● **Texto**:
Toda problemática humana que possa ser convertida em injustiça – mesmo que não tenha que ver com a “pobreza” em sentido literal ou econômico – é objeto da Opção pelos Pobres (porque esta é opção pela justiça). Assim, a discriminação étnica, de gênero, cultural… como formas de injustiça que são, e ainda que não se dêem juntamente com situações de pobreza econômica, são objeto da Opção pelos Pobres. Não o são por serem formas de pobreza – o que elas de fato não são –, mas sim por serem formas de injustiça.

A opção pela cultura desprezada, pela raça marginalizada, pelo gênero oprimido… não são opções diferentes da Opção pelos Pobres, mas sim concretizações diversas da única “opção pelos injustiçados”, a qual chamamos de Opção pelos Pobres.

Quarta tese: a essência teológico-sistemática da Opção pelos Pobres e seu fundamento é a opção de Deus pela justiça.

Teologicamente falando, em sentido dogmático-sistemático, a verdadeira natureza da Opção pelos Pobres é a opção de Deus pela justiça. A “radiografia teológica” da Opção pelos Pobres, o fundamento sobre o qual se sustenta, o que realmente a constitui, é a opção de Deus pela justiça.

Se ignoramos sua relação com a justiça e a referimos a uma simples “vontade gratuita” de Deus, a Opção pelos Pobres extravia-se por caminhos que a desvirtuam, a mistificam e a desnaturalizam, acabando por convertê-la em um simples “amor preferencial”, ou uma opção opcional, facultativa, gratuita, arbitrária, contingente, desvinculada da justiça, reduzida a “caridade” ou beneficência.
A Opção pelos Pobres de Deus é maior que – e anterior – ao que a Teologia da Libertação latino-americana captou e expressou como Opção pelos Pobres. A Opção pelos Pobres não é mais do que uma percepção – importante, mas que não esgota a totalidade – dessa opção de Deus pela justiça. A Opção pelos Pobres é uma forma nossa de perceber, de expressar e de assumir essa opção de Deus pela Justiça.

“Opção pelos Pobres” é um nome pastoral, histórico, escolhido em função de sua compreensão imediata. Contudo, teológico-sistematicamente considerada, ou seja, dando atenção à sua essência teológica mais profunda, a Opção pelos Pobres “é” opção pela justiça e o nome que melhor expressaria sua natureza teológica seria o de “opção pelos injustiçados”[13]. Não advogamos uma mudança de nome; simplesmente chamamos a atenção sobre o fato de que o nome não corresponde ao que seria uma “definição essencial”[14] da Opção pelos Pobres.

Quinta tese: Sendo opção pela justiça, a Opção pelos Pobres não é preferencial, mas sim disjuntiva e excludente. Ao contrário, a Opção Preferencial pelos Pobres é simplesmente uma prioridade e nem sequer é uma “opção”.

A Opção pelos Pobres é uma tomada de posição espiritual, integralmente humana, e, portanto, também social e política, a favor dos pobres no âmbito do conflito social histórico, e por isso é uma opção disjuntiva e excludente[15].

● **Tarefa breve 1**: Segundo o texto sobre a Opção pelos Pobres, por que a discriminação étnica, de gênero ou cultural é objeto dessa opção? Responda em uma a três frases.
O texto e os registros têm origens diferentes.

● **Informações fornecidas**:
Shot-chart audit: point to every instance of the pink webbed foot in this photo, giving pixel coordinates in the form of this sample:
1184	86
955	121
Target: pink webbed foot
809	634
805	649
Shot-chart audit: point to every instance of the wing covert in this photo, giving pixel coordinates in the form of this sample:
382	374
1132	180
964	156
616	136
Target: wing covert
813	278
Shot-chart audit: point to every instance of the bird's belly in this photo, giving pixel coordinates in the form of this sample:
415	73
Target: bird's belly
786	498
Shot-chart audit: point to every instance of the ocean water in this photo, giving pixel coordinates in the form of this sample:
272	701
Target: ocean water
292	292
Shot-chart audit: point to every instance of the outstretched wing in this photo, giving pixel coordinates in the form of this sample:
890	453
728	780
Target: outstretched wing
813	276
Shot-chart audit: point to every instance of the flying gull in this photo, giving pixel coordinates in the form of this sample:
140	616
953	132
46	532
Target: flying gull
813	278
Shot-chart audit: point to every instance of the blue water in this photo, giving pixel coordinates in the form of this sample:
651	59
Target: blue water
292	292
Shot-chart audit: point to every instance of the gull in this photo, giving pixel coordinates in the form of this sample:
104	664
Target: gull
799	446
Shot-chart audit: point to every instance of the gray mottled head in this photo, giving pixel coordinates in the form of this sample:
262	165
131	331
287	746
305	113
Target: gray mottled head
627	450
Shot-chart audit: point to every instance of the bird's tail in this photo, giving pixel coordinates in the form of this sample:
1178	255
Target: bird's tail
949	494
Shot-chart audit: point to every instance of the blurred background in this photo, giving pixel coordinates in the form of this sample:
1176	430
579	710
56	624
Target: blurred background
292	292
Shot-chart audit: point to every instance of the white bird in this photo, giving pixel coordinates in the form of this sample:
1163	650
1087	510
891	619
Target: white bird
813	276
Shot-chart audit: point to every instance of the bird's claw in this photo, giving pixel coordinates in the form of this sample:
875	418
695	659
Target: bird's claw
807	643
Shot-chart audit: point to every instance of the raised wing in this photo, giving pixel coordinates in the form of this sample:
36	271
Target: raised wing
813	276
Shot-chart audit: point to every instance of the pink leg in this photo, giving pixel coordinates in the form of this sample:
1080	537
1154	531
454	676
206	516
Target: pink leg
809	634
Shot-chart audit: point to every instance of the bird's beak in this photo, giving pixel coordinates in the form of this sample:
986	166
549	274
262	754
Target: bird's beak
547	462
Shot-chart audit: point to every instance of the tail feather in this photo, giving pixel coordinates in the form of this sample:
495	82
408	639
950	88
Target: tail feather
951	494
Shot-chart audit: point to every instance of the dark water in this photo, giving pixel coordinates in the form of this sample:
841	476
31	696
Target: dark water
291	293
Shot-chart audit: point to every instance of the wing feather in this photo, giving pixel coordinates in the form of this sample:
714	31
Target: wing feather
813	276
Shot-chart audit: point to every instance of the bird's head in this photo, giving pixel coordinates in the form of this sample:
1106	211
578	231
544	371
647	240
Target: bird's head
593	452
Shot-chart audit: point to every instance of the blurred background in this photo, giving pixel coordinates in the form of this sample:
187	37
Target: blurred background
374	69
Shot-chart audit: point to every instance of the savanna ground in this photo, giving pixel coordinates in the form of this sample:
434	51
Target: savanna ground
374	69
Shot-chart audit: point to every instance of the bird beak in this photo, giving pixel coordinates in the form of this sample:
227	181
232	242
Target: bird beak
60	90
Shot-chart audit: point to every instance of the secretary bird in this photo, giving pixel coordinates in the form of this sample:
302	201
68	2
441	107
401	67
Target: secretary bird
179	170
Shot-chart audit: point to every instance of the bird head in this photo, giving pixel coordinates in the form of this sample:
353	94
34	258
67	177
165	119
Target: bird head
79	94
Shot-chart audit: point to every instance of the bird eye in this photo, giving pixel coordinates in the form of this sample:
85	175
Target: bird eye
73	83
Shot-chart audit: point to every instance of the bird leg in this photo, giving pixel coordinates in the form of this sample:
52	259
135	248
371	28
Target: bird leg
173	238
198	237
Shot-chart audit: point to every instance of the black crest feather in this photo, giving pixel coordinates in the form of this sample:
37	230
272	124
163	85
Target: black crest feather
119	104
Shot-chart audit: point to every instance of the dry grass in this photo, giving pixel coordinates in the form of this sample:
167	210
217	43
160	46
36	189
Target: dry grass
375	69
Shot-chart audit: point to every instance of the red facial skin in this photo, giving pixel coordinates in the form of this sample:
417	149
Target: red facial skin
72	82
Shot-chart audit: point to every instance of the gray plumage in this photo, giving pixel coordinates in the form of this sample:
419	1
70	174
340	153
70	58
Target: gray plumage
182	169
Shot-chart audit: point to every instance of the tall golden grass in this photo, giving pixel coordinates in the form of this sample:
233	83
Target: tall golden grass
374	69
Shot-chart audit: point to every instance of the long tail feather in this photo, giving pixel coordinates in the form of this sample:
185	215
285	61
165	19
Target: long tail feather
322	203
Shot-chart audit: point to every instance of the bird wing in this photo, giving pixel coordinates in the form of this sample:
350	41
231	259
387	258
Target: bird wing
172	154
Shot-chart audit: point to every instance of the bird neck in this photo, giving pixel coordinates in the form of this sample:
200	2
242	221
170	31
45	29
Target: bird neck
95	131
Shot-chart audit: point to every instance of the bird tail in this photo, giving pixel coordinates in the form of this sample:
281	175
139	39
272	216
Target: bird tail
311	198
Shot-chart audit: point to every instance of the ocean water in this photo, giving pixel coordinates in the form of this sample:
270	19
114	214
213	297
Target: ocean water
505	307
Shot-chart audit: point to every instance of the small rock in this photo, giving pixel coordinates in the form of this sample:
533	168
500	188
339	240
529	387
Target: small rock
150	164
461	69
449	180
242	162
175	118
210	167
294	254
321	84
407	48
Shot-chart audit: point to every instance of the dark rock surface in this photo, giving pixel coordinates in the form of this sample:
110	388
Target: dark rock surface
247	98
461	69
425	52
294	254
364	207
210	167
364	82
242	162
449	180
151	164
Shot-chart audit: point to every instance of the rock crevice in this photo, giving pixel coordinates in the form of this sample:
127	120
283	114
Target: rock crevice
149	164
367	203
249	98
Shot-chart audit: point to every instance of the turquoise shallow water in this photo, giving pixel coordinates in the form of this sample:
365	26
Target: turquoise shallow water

● **Tarefa breve 2**: Informe todas as linhas dos registros que contêm a palavra "tall".

● **Resposta do exercício 1**: A discriminação étnica, de gênero ou cultural é objeto da Opção pelos Pobres por ser uma forma de injustiça, e não uma forma de pobreza, o que de fato não é. A Opção pelos Pobres é opção pela justiça. Por isso, abrange toda problemática humana que possa ser convertida em injustiça, mesmo quando não há pobreza econômica.

● **Resposta do exercício 2**:
Shot-chart audit: point to every instance of the tall golden grass in this photo, giving pixel coordinates in the form of this sample:
Target: tall golden grass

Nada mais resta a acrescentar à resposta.